▶ **Work to be completed**
Please output exactly the part of the records below that opens with the line containing "the **shoe sole**." and closes with the line containing "Outline every instance of the **shoe", both lines included, and nothing else.

▶ **Input data**
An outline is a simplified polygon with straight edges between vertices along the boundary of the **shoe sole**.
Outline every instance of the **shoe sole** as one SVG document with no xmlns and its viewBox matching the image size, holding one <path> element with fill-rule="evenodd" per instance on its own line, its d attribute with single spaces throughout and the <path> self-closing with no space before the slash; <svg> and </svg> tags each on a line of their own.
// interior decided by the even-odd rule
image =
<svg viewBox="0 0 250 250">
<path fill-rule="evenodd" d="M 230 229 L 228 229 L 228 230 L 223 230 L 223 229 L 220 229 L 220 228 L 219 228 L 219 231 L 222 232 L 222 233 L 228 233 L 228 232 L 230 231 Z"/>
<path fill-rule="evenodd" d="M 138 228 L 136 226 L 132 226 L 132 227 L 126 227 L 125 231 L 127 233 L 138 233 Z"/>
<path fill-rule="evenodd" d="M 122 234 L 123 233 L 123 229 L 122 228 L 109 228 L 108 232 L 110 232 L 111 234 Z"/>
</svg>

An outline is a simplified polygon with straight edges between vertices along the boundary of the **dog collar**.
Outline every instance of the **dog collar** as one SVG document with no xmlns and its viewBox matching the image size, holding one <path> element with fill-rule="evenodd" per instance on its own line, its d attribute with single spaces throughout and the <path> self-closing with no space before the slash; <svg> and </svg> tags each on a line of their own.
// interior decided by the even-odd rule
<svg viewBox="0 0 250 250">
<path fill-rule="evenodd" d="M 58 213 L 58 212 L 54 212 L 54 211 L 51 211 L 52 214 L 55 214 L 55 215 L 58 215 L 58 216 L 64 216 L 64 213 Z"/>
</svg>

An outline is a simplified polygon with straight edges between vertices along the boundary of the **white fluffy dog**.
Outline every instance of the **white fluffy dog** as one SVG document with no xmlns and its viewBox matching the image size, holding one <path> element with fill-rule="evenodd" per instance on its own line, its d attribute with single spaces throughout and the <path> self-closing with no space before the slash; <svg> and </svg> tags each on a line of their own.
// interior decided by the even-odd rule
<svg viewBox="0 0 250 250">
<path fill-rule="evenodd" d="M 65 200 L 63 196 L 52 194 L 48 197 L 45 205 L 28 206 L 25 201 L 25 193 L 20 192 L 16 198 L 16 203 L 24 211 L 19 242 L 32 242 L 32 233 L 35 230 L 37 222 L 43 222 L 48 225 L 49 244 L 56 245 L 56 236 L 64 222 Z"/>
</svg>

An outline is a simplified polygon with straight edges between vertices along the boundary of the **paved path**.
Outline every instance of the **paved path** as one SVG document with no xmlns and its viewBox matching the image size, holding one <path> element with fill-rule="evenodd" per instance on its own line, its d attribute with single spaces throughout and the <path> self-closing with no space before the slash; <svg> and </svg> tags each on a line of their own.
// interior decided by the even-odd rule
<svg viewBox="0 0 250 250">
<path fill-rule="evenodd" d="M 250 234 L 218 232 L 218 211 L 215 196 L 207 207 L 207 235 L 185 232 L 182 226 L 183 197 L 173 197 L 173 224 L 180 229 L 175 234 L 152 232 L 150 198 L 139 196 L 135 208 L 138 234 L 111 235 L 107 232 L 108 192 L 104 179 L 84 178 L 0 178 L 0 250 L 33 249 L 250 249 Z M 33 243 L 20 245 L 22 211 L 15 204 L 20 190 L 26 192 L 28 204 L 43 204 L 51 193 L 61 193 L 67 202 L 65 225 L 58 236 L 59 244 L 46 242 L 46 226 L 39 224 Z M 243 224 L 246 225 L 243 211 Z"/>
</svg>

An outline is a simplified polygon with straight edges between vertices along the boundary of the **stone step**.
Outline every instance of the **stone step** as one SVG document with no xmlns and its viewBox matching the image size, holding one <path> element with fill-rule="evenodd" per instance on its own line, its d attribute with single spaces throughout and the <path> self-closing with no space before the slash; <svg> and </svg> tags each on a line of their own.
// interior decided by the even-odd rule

...

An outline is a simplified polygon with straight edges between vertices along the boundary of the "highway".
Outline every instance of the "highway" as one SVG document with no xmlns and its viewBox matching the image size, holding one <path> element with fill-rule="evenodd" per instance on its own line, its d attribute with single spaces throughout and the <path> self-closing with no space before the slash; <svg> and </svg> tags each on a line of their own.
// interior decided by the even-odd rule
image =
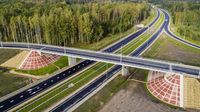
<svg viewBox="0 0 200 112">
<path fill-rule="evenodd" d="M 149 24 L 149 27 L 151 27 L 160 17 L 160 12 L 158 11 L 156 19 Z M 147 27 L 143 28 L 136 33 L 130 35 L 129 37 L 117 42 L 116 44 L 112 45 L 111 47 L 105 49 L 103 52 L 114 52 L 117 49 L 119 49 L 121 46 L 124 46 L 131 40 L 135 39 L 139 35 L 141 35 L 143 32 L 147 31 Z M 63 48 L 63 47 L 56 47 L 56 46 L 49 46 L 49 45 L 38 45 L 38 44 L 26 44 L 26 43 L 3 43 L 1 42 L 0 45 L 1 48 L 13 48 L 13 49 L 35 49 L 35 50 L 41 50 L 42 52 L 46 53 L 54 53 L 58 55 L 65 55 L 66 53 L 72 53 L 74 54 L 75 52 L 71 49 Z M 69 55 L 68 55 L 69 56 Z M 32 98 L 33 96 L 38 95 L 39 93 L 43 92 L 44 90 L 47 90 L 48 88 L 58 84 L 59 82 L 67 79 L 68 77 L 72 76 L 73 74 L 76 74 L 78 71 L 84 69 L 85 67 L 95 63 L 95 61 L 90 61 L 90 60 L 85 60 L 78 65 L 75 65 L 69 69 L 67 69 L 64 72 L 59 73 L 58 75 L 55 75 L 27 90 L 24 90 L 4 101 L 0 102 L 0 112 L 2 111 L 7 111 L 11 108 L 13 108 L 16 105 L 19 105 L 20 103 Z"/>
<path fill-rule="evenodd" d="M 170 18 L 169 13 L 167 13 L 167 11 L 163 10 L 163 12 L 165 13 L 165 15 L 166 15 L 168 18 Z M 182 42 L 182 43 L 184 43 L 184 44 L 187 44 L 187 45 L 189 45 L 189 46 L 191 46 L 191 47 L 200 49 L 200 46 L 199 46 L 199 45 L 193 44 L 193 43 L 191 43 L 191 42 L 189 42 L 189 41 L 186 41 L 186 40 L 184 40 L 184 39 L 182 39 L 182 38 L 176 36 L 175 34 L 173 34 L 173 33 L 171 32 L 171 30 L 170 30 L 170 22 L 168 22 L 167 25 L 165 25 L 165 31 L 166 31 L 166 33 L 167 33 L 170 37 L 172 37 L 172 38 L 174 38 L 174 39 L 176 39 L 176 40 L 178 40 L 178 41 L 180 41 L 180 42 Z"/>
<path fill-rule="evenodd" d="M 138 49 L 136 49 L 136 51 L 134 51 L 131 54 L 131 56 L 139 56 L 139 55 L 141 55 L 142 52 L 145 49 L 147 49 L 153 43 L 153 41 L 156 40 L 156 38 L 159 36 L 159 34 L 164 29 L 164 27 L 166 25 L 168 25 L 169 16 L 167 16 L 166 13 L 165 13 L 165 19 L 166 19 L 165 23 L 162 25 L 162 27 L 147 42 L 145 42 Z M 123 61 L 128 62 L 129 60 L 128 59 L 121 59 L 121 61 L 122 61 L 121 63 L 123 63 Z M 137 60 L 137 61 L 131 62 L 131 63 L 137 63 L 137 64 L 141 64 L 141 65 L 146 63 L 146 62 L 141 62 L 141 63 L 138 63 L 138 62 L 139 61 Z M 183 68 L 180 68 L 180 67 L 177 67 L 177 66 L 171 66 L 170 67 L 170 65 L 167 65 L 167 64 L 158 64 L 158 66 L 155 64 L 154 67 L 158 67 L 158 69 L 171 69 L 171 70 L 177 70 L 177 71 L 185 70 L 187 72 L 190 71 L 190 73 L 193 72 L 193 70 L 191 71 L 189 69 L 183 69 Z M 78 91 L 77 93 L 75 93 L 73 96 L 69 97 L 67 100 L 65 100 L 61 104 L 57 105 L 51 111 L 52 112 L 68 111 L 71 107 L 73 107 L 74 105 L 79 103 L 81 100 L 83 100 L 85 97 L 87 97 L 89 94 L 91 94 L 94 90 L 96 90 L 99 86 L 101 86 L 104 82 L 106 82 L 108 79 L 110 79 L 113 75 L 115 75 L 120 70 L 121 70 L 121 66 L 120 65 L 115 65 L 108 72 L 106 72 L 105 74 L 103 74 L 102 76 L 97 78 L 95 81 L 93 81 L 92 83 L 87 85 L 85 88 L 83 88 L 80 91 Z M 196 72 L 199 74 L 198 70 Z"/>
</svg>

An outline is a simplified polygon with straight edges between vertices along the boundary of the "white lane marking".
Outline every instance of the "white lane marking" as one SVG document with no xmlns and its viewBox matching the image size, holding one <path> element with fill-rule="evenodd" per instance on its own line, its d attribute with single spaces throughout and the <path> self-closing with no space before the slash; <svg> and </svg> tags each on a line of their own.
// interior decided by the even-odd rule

▶ **Task output**
An outline is a simplified polygon with straight edges between vertices along the boundary of the **shoe sole**.
Outline every instance of the **shoe sole** as one SVG document with no xmlns and its viewBox matching the image size, holding one <path> element with fill-rule="evenodd" per instance on its own line, its d attribute with single spaces throughout and the <path> self-closing with no space before the slash; <svg> and </svg> tags each on a line of their own.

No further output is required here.